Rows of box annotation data
---+---
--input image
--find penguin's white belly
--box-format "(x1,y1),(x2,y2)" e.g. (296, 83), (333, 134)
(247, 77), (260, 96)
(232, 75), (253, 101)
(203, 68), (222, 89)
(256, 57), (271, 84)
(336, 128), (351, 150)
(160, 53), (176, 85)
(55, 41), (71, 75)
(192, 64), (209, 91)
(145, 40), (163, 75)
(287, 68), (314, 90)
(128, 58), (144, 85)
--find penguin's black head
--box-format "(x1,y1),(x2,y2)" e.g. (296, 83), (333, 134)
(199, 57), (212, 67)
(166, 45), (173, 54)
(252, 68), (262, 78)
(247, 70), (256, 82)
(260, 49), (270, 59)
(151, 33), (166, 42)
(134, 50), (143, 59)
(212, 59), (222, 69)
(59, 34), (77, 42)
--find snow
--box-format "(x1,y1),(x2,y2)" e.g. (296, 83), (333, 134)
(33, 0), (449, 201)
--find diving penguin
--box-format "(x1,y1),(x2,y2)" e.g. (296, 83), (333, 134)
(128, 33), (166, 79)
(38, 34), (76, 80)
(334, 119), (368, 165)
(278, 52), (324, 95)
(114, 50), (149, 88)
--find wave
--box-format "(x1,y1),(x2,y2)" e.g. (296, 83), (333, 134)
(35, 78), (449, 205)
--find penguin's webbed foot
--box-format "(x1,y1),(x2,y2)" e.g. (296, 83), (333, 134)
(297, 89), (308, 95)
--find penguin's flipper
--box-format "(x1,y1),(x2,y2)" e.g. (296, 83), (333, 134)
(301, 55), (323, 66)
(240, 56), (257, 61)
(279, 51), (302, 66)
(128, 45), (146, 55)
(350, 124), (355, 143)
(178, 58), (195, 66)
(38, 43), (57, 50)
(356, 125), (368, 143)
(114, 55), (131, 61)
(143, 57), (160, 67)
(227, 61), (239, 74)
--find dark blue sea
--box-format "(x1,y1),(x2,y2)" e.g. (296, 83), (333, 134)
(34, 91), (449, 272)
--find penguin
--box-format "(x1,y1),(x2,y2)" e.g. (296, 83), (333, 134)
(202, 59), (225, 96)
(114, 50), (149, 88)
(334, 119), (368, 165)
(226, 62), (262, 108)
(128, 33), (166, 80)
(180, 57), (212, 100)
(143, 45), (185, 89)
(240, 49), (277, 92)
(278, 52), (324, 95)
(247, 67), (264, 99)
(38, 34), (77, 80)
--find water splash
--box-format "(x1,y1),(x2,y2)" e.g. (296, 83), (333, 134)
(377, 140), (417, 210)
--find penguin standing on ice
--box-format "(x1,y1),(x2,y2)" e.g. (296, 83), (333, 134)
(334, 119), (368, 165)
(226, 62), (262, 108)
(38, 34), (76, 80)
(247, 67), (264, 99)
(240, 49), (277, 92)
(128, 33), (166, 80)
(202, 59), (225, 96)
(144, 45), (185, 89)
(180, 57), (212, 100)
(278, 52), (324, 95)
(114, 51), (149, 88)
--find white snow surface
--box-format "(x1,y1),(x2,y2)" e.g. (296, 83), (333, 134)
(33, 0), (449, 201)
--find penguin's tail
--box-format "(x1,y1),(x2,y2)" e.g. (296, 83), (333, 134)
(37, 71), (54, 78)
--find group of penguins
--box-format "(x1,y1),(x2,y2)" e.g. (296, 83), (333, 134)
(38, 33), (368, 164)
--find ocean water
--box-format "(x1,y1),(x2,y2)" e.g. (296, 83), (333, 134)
---+---
**What you need to do**. Rescale the items between the lines holding "--find penguin's black head" and "(377, 140), (417, 210)", inclusive, and reproduce only those lines, requests included. Multiply every box coordinate in the answers by 1.35 and round to the nearest whole number, with halves rounded up, while leaving the requests and their format samples unchanged.

**Expected answer**.
--find penguin's black head
--box-format "(x1,y1),(x2,y2)" e.g. (296, 83), (333, 134)
(269, 77), (286, 90)
(224, 61), (234, 73)
(340, 92), (354, 105)
(333, 95), (346, 111)
(351, 66), (365, 80)
(204, 45), (224, 57)
(181, 68), (193, 80)
(286, 80), (300, 93)
(80, 46), (104, 57)
--find snow
--box-format "(x1,y1),(x2,y2)" e.g. (296, 83), (333, 134)
(45, 0), (606, 271)
--find diving penguin
--box-format "(x1,y1),(x2,y2)" e.g. (296, 83), (333, 134)
(173, 45), (224, 107)
(51, 46), (103, 108)
(451, 161), (497, 223)
(375, 70), (437, 128)
(154, 68), (201, 119)
--find wave
--box-format "(x1,y1),(x2,y2)" e.g. (296, 83), (333, 134)
(47, 105), (606, 277)
--find penguin's webbed foot
--box-format "(x1,y1),(x2,y2)" e.g. (296, 83), (333, 134)
(401, 120), (416, 128)
--find penguin's flipper
--box-format "(x1,y1),(x2,y2)" e.g. (296, 83), (333, 134)
(406, 74), (436, 89)
(324, 76), (347, 82)
(377, 69), (408, 89)
(173, 61), (197, 74)
(473, 167), (479, 193)
(240, 78), (263, 89)
(51, 58), (77, 68)
(481, 169), (497, 193)
(154, 74), (177, 82)
(193, 77), (216, 90)
(306, 82), (323, 100)
--find dark blue sea
--box-format "(x1,y1),(x2,y2)" e.g. (296, 83), (333, 134)
(46, 123), (606, 367)
--find penguin
--box-format "(x1,y1),(x2,y2)" e.g. (296, 83), (333, 134)
(273, 80), (304, 130)
(154, 68), (201, 119)
(451, 161), (497, 223)
(305, 84), (354, 146)
(173, 45), (224, 108)
(243, 77), (286, 135)
(193, 61), (250, 120)
(324, 66), (374, 124)
(375, 70), (437, 128)
(333, 90), (356, 134)
(51, 46), (104, 108)
--find water splash
--box-format "(x1,y1),(x2,y2)" e.g. (296, 83), (333, 134)
(509, 189), (563, 284)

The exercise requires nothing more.